Excerpts from point annotation data
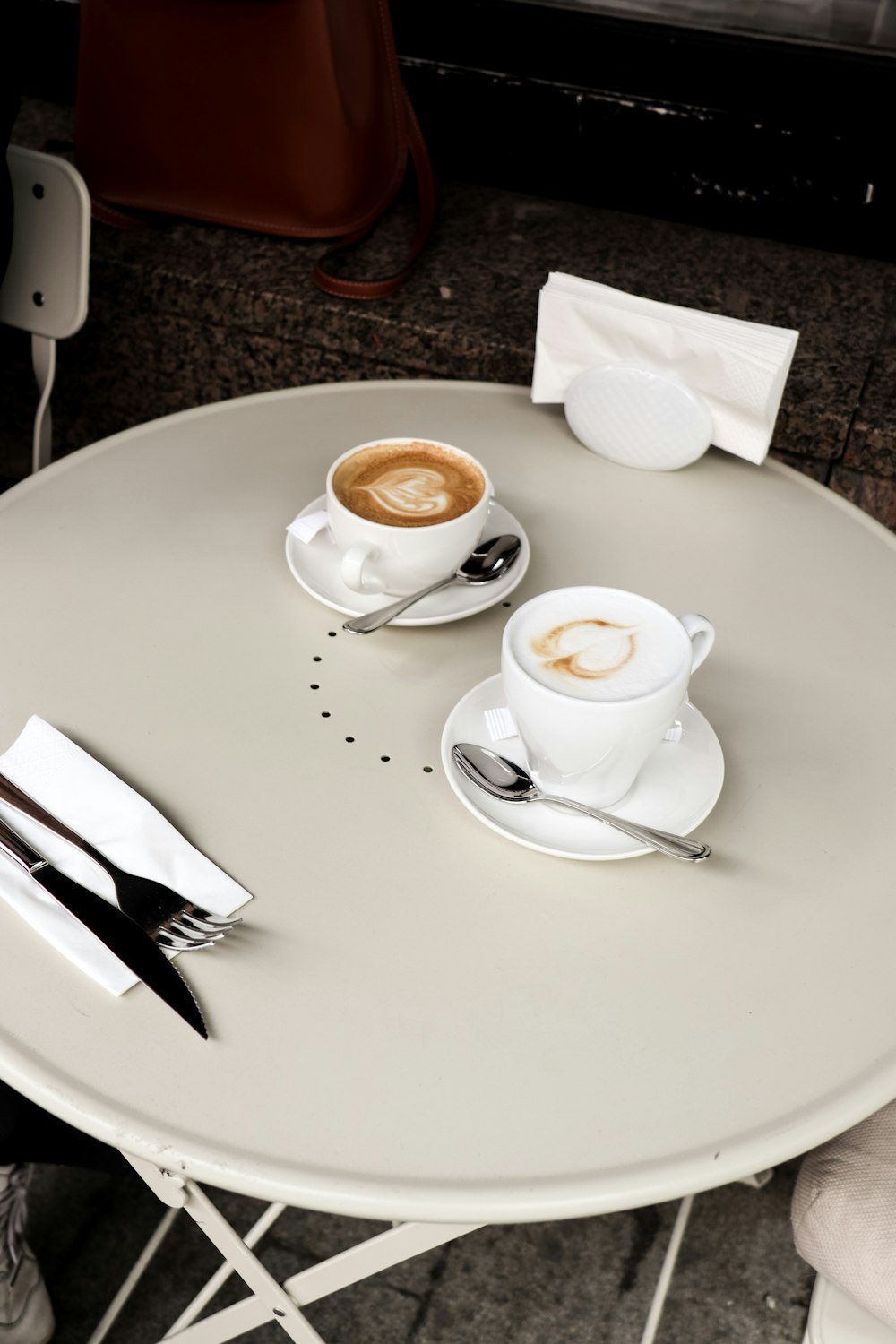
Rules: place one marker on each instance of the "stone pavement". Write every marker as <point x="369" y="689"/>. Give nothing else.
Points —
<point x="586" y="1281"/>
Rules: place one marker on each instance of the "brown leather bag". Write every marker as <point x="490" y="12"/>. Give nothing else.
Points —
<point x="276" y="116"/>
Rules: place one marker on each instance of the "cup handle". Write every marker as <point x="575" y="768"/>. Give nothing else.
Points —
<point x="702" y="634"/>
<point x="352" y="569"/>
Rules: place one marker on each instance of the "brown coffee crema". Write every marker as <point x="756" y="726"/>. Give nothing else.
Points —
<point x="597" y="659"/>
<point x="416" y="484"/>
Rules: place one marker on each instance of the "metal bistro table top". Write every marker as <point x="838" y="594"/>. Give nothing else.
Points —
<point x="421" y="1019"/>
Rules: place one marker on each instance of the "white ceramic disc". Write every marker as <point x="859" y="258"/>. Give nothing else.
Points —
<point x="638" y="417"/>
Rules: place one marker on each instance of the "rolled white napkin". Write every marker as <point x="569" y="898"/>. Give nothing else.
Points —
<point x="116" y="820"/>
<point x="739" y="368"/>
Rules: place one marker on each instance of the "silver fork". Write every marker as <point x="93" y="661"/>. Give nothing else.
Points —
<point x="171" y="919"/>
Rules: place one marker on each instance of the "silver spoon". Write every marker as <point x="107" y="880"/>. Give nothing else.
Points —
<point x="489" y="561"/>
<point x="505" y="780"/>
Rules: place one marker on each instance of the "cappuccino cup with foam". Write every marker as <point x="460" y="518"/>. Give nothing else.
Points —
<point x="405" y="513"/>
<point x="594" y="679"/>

• _Description of the task_
Please pull out every line of the records above that contains the string "silver", treating uppercase and lowercase letters as different.

• _Right answer_
Rules: place one marker on each instance of the "silver fork". Write every marker as <point x="93" y="661"/>. Give nothing else.
Rules: place one marker on each instance of the "silver spoon". Write every marker as <point x="107" y="880"/>. Give nothing else.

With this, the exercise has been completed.